■ **Instructions for the task**: Exactly the lines below from the one with "the wooden patio" up to and including the one with "the wooden table" make up the answer, with nothing else added.

Supplied records: Begin

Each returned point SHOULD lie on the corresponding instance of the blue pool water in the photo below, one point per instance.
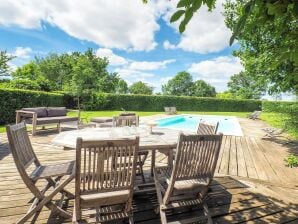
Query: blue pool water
(228, 125)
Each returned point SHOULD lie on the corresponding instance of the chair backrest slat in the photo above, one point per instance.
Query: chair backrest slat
(207, 129)
(131, 120)
(20, 145)
(106, 165)
(196, 158)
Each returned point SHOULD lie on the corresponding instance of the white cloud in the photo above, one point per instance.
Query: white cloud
(150, 65)
(167, 45)
(113, 58)
(205, 33)
(216, 71)
(22, 52)
(128, 25)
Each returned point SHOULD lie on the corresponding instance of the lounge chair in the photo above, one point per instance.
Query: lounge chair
(24, 157)
(254, 115)
(207, 129)
(105, 174)
(187, 183)
(133, 120)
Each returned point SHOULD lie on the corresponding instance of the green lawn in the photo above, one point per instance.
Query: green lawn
(278, 121)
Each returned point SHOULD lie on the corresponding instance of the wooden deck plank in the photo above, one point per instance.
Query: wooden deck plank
(241, 163)
(233, 165)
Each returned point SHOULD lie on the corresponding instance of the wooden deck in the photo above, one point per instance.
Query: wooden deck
(261, 198)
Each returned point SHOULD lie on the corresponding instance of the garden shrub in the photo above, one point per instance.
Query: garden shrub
(105, 101)
(15, 99)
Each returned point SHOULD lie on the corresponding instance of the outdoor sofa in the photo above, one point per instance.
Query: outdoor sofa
(41, 116)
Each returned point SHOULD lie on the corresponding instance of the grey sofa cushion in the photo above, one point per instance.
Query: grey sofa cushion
(56, 111)
(52, 120)
(41, 111)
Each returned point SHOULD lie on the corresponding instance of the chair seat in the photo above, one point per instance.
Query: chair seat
(105, 198)
(42, 172)
(181, 186)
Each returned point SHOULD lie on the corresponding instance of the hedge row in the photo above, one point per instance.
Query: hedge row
(102, 101)
(278, 106)
(14, 99)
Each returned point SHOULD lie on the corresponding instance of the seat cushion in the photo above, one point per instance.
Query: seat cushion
(52, 120)
(105, 198)
(40, 111)
(56, 111)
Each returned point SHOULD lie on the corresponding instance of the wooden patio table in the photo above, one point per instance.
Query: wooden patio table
(161, 139)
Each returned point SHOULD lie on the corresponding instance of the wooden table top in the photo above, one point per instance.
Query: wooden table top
(161, 138)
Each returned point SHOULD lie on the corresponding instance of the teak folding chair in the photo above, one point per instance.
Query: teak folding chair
(133, 120)
(105, 174)
(206, 128)
(187, 183)
(24, 158)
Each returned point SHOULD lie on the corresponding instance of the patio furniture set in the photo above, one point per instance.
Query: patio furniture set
(107, 160)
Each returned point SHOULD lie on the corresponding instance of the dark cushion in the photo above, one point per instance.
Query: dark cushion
(101, 119)
(56, 111)
(41, 111)
(52, 120)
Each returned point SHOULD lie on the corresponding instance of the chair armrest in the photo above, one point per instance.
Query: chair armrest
(78, 111)
(19, 114)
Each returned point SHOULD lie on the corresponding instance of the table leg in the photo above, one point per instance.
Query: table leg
(152, 161)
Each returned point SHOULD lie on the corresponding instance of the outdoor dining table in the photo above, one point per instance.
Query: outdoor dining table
(161, 139)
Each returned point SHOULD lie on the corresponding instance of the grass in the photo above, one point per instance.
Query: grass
(277, 120)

Supplied records: End

■ **Worked solution**:
Each returned point SHOULD lie on the corresponding instance of the wooden patio table in the photo above, one point per instance.
Query: wooden patio table
(161, 139)
Each returned point SHOULD lie on the corresponding instance of the wooden table top in the photo above, one point per instance.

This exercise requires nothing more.